▸ **ASSIGNED TASK**
Look at the entries below and reproduce them exactly.

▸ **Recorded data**

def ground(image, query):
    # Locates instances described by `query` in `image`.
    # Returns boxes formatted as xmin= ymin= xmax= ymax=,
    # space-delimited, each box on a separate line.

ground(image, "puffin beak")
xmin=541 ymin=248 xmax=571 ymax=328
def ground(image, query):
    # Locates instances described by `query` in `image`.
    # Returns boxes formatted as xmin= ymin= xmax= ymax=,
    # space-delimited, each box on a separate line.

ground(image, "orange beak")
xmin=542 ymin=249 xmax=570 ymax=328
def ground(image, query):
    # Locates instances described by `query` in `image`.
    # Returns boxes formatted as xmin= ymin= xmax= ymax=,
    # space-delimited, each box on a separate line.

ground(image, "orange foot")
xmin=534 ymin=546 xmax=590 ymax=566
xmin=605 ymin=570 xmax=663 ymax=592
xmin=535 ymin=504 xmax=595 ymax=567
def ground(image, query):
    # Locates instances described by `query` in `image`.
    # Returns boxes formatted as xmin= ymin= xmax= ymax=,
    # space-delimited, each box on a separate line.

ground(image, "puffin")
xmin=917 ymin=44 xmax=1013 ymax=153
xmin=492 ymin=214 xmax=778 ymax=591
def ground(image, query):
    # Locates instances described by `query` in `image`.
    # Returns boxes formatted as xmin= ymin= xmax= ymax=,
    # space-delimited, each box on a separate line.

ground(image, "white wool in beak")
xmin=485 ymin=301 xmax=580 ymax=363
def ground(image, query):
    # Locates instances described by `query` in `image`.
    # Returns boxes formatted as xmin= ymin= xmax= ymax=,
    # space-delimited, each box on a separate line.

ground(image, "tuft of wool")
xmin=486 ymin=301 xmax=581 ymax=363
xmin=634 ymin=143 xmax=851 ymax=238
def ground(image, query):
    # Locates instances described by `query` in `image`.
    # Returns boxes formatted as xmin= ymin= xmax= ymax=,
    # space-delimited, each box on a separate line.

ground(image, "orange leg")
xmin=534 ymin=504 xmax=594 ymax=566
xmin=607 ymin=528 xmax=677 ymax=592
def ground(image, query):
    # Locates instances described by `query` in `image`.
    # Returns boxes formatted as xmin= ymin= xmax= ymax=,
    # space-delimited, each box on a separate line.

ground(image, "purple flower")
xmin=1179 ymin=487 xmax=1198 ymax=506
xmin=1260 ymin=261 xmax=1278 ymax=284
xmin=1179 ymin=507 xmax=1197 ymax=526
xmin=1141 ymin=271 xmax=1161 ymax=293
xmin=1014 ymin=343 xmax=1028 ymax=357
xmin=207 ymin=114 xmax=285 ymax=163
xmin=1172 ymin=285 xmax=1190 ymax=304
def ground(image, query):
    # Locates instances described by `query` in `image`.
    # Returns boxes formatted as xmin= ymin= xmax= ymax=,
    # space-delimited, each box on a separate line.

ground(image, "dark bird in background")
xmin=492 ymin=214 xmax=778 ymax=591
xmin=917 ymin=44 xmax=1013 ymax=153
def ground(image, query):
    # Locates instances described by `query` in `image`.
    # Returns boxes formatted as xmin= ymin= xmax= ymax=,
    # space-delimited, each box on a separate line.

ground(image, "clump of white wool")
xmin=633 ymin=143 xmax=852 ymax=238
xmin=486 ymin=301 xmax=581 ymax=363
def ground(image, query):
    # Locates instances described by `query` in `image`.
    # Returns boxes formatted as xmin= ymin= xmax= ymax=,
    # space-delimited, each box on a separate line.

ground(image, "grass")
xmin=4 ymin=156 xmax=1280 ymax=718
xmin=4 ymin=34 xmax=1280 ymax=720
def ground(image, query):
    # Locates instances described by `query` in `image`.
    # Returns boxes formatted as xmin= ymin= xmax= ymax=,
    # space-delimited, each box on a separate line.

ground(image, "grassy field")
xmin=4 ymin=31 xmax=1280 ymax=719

▸ **RESPONSE AREA**
def ground(image, query):
    # Locates instances described by `query` in `image`.
    # Returns boxes formatted as xmin= ymin= xmax= ymax=,
    # space-delimited, each box on a separate line.

ground(image, "puffin beak")
xmin=541 ymin=248 xmax=571 ymax=328
def ground(image, query):
    # Locates instances described by `query` in `image`.
    # Returns boxes formatted as xmin= ymin= xmax= ymax=,
    # space-delimited, each box on a separate line.

ground(image, "orange beak")
xmin=542 ymin=249 xmax=570 ymax=328
def ground(image, query):
    # Locates instances described by `query` in `image`.
    # Returns boxes formatted as xmin= ymin= xmax= ymax=,
    # space-delimited, each box on a separate line.

ground(image, "orange foot")
xmin=534 ymin=546 xmax=590 ymax=566
xmin=605 ymin=570 xmax=663 ymax=592
xmin=535 ymin=504 xmax=595 ymax=567
def ground(image, query):
    # Locates instances described by `query` in `image`.
    # Returns boxes formatted as xmin= ymin= xmax= ymax=,
    # space-delimited, each box on a separate line.

ground(image, "puffin")
xmin=917 ymin=44 xmax=1013 ymax=153
xmin=492 ymin=214 xmax=778 ymax=591
def ground(image, query):
    # Locates instances described by `query` in `image`.
    # Returns boxes formatted as xmin= ymin= xmax= ymax=,
    # space-delimited, each box on a separate line.

ground(image, "white wool in beak")
xmin=485 ymin=301 xmax=580 ymax=363
def ground(image, query):
    # Locates instances described by `query` in `image`.
    # Returns boxes formatted as xmin= ymin= xmax= ymax=,
    # space-delimited, each box on a separate line.

ground(image, "tuft of wool")
xmin=486 ymin=301 xmax=581 ymax=363
xmin=634 ymin=143 xmax=851 ymax=238
def ground(image, query):
    # Locates instances described by `query` in `image`.
    # Returns boxes formatted as xmin= ymin= xmax= ymax=,
    # space-delimited, each box on a separate line.

ground(image, "orange leg")
xmin=534 ymin=504 xmax=594 ymax=566
xmin=607 ymin=528 xmax=677 ymax=592
def ground(image, query):
    # Locates instances described by `query` in `image`.
    # Returns boxes formatted as xmin= ymin= xmax= ymax=,
    # space-delimited, each box on a separate line.

ground(image, "purple flower")
xmin=1179 ymin=487 xmax=1198 ymax=506
xmin=1260 ymin=261 xmax=1278 ymax=284
xmin=1179 ymin=507 xmax=1197 ymax=526
xmin=1141 ymin=271 xmax=1161 ymax=293
xmin=1014 ymin=343 xmax=1028 ymax=357
xmin=207 ymin=114 xmax=285 ymax=163
xmin=1172 ymin=285 xmax=1190 ymax=304
def ground(image, query):
    # Locates instances described by `query` in `image`.
    # Returns boxes formatted as xmin= ymin= xmax= ymax=,
    # space-delimited, each box on a separate line.

ground(image, "dark bird in background")
xmin=492 ymin=214 xmax=778 ymax=591
xmin=917 ymin=44 xmax=1013 ymax=153
def ground(image, query):
    # Locates instances described by `query` in `image`.
    # Returns boxes formatted as xmin= ymin= xmax= ymax=,
    # space-delimited, each box on a separate line.

ground(image, "clump of white wool")
xmin=633 ymin=143 xmax=852 ymax=238
xmin=486 ymin=301 xmax=581 ymax=363
def ground(image, query):
    # Locates instances described by `query` in `image`.
    # Returns boxes formatted as xmin= ymin= xmax= ymax=,
    # space-delimited, each box on a separate line.

ground(image, "grass")
xmin=4 ymin=156 xmax=1280 ymax=718
xmin=4 ymin=34 xmax=1280 ymax=720
def ground(image, query):
    # Locates instances described by `query` in `image`.
    # Returns boxes formatted as xmin= ymin= xmax= ymax=,
    # space-delimited, each box on a separate line.

ground(image, "grassy field")
xmin=4 ymin=31 xmax=1280 ymax=719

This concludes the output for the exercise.